→ What the task requires
How many lines in the material contain the string "fabric"? Reply with the number alone.

(Position annotation records)

• • • • • • •

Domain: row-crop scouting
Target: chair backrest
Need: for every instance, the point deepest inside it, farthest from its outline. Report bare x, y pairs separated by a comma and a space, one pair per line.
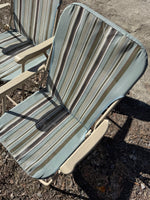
94, 62
36, 18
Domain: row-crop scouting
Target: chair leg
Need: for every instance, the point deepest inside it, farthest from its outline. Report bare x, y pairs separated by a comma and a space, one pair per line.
47, 183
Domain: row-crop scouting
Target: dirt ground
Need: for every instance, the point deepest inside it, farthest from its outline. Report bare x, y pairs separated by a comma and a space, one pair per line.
119, 166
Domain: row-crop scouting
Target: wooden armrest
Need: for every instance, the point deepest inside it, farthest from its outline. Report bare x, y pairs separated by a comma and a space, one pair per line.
19, 80
21, 58
4, 5
84, 148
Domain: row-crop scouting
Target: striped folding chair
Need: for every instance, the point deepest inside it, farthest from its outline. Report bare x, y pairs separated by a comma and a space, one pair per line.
93, 65
34, 21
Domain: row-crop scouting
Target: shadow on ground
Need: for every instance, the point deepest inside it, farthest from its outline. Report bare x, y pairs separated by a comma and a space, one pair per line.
114, 166
125, 163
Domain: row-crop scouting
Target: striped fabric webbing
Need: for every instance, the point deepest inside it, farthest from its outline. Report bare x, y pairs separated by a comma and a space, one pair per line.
94, 63
35, 18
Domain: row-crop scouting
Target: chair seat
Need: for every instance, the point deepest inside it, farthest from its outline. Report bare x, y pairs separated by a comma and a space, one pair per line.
40, 134
12, 43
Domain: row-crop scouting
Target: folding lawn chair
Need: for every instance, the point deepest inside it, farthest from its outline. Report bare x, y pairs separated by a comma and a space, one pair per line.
34, 21
94, 63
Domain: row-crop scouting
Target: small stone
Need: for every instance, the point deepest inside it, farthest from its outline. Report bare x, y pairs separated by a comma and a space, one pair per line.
142, 186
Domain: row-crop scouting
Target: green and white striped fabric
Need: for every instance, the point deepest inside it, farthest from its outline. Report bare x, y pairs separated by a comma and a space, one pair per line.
34, 23
35, 18
94, 63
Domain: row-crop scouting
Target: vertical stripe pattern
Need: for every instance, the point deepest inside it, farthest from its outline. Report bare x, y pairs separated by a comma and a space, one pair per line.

• • • • • • •

→ Expected answer
2